Trecho selecionado:
######

Escolas fechando de forma abrupta, aumento de desigualdades, instabilidades, prescrição de ecossistemas de aprendizagem e comunicação emergenciais, adoção de realidades pouco testadas, exaustão, medo e, também, intrepidez. Poderia ser mais uma narrativa sobre 2020, aulas remotas e os reflexos de uma pandemia devastadora, mas na verdade é uma realidade bem conhecida e recorrente na  história da educação brasileira.   

Mais de cinquenta anos após a publicação da Pedagogia do Oprimido, Paulo Freire segue atual ao advertir sobre a necessidade de estabelecermos relações entre a realidade e a experiência existencial de educandos – e educadores. Talvez, a insistência em tratar realidades da educação como fatos isolados, casos fortuitos, surpresas e “hypes (modismos) do ano” seja um ponto a ser levantado antes de declararmos o ano de 2020 como o ano que ninguém nunca previu.  

Será que alguns olhares para trás poderiam ter nos ajudado a prevenir e tratar as mais recentes dores na Educação neste período de aulas remotas? A provocação aqui não é apenas pressupor que não aprendemos com a história, mas também questionar as histórias que estamos escolhendo contar e documentar como prioridades. Nos últimos 15 meses, quantas vezes você ouviu o clássico “estamos vivendo tempos inéditos na educação”?

“Nos últimos 15 meses, quantas vezes você ouviu o clássico ‘estamos vivendo tempos inéditos na educação’?” 

Segundo dados do Inep (Instituto Nacional de Estudos e Pesquisas Educacionais Anísio Teixeira) sobre o número de estabelecimentos de ensino na Educação Básica, mais de 80 mil escolas rurais foram fechadas entre 1997 e 2020. Porém, desafiando a conjuntura, movimentos sociais, quilombolas, ribeirinhos e de povos indígenas mantiveram e mantêm viva a educação em espaços de ensino e aprendizagem que equilibram saberes e especificidades.

######

Tarefas a realizar:
• a. Segundo o trecho, quantas escolas rurais foram fechadas entre 1997 e 2020?
• b. Reescreva a parte do trecho que começa em "Escolas fechando de" e termina depois de "da educação brasileira.", trocando "exaustão" por "cansaço".

Registros contidos em um conjunto de dados

######

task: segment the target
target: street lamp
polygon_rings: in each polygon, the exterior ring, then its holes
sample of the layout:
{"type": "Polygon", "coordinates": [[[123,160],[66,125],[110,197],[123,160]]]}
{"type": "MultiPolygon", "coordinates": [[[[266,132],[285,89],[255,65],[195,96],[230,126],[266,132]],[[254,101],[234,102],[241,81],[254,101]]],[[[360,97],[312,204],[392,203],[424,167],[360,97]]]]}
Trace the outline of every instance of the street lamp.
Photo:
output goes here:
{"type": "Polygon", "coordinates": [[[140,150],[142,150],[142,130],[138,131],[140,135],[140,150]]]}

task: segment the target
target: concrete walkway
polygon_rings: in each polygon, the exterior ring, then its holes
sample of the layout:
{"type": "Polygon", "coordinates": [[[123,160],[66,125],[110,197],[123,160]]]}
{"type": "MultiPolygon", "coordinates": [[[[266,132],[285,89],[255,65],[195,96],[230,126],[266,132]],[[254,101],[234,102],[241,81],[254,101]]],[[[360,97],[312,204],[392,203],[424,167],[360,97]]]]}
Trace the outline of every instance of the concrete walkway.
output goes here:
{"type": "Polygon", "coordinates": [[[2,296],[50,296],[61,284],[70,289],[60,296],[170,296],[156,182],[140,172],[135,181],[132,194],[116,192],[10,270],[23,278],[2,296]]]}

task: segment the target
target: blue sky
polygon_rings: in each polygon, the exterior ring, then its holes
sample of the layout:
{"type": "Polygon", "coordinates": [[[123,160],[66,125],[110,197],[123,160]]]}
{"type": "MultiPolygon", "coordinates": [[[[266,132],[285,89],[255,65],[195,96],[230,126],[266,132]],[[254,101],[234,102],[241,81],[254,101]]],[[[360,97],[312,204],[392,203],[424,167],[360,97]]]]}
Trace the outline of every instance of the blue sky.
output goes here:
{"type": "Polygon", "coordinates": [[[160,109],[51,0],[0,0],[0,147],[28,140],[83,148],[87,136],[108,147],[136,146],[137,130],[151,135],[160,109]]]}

######

Respostas:
• a. Mais de 80 mil escolas rurais.

• b.
Escolas fechando de forma abrupta, aumento de desigualdades, instabilidades, prescrição de ecossistemas de aprendizagem e comunicação emergenciais, adoção de realidades pouco testadas, cansaço, medo e, também, intrepidez. Poderia ser mais uma narrativa sobre 2020, aulas remotas e os reflexos de uma pandemia devastadora, mas na verdade é uma realidade bem conhecida e recorrente na  história da educação brasileira.